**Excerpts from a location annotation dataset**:
○ ○ ○ ○ ○

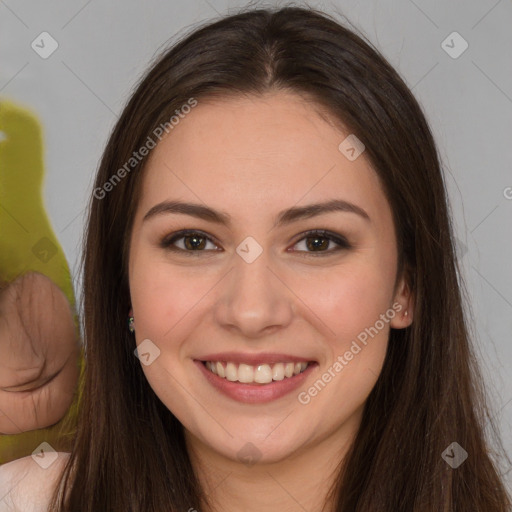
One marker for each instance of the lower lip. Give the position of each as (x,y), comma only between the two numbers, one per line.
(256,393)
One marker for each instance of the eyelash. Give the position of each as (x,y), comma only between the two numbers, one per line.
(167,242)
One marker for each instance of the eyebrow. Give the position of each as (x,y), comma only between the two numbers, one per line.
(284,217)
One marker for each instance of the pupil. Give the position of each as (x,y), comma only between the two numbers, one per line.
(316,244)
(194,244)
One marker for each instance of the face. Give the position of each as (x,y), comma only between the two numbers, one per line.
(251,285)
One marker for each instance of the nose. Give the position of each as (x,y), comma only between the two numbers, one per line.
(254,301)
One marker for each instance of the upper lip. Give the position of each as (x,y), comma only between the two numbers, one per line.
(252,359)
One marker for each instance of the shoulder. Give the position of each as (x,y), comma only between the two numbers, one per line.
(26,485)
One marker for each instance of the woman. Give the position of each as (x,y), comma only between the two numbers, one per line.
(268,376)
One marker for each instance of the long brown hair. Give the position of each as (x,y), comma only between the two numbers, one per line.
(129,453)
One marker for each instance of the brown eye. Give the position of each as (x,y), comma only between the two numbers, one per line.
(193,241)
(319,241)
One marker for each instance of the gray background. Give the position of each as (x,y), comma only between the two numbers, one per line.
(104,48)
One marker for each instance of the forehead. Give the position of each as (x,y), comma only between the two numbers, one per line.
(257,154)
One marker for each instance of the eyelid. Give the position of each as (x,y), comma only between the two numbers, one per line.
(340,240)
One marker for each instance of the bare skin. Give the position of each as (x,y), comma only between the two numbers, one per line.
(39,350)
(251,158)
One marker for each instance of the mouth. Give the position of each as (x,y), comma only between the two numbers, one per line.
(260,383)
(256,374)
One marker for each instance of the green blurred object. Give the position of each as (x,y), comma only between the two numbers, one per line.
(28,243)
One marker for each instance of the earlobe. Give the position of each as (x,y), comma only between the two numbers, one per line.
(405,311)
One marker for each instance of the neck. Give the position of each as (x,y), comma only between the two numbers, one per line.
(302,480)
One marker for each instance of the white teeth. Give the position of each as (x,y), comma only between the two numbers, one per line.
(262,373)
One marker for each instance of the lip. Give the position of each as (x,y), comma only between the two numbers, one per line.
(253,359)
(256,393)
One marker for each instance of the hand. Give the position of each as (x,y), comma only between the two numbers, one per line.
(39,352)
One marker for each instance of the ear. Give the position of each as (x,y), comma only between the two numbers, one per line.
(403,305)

○ ○ ○ ○ ○

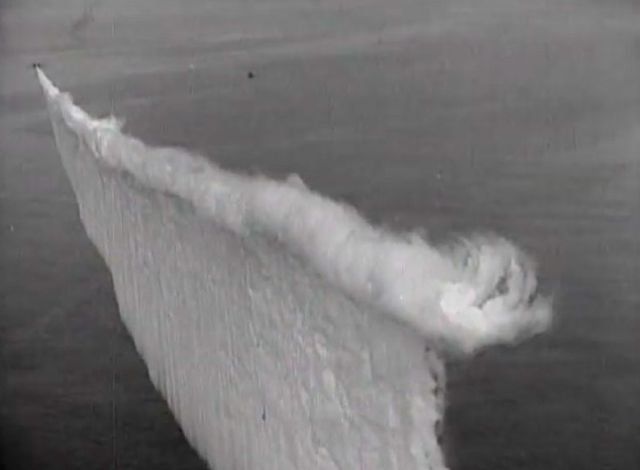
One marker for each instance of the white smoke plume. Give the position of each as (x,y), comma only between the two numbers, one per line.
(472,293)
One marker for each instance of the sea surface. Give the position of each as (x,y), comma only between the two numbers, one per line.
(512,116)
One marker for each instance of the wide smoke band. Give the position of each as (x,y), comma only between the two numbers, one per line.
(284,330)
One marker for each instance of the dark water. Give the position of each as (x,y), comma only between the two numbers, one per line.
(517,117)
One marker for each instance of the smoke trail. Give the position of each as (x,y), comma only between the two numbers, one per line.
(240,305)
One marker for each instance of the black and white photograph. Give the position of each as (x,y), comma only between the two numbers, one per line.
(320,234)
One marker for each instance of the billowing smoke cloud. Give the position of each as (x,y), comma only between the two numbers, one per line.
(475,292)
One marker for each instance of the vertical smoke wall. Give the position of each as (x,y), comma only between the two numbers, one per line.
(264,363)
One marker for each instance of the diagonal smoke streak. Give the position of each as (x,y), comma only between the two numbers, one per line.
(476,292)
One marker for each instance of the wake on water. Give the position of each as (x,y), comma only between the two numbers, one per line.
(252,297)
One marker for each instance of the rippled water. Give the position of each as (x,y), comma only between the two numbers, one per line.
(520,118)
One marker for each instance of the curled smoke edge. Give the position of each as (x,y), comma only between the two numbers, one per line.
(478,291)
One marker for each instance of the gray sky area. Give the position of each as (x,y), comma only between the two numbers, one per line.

○ ○ ○ ○ ○

**Description of the task**: Count the lines of the material above that contain the string "gray", treating case as significant. Give only the number.

**Exercise answer**: 2